■ **Provided information**:
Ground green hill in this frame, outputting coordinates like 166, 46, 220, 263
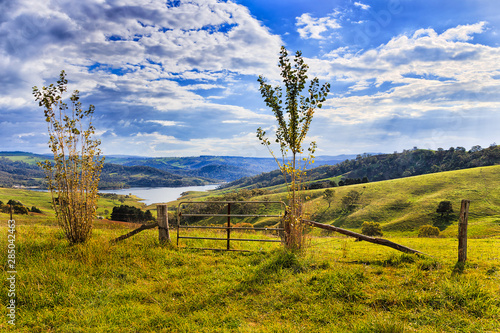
183, 165, 500, 237
224, 145, 500, 189
296, 165, 500, 237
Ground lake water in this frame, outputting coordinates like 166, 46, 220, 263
99, 184, 219, 205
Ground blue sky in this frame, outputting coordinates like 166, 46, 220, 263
0, 0, 500, 157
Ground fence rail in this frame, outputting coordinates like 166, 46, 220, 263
177, 201, 286, 251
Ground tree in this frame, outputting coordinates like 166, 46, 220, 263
33, 71, 104, 243
257, 46, 330, 249
418, 224, 439, 237
323, 188, 335, 208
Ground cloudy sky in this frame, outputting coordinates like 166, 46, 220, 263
0, 0, 500, 156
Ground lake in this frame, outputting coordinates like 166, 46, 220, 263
99, 184, 219, 205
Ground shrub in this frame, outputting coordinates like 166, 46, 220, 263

■ **Challenge**:
Reproduce all of the records above word for word, leaving out the picture.

■ **Written response**:
Ground green hill in this frame, outputting coordinates like 166, 46, 220, 263
183, 165, 500, 237
224, 145, 500, 189
296, 165, 500, 237
Ground lake water in this frame, outputting coordinates like 166, 46, 220, 263
99, 184, 219, 205
Ground blue sky in this frame, outputting coordinates like 166, 46, 220, 263
0, 0, 500, 157
Ground fence rail in this frame, outputting coordinates like 166, 46, 220, 263
177, 201, 286, 251
Ground tree in this frame, outputting coordinates like 166, 46, 220, 263
33, 71, 104, 243
257, 46, 330, 249
418, 224, 439, 237
323, 188, 335, 208
Ground cloudy sky in this frame, outputting coordinates like 166, 46, 220, 263
0, 0, 500, 156
Ground lake in this frame, outputting coordinates like 166, 46, 220, 263
99, 184, 219, 205
Ground shrub in this frame, outputting coordinates like 166, 46, 220, 263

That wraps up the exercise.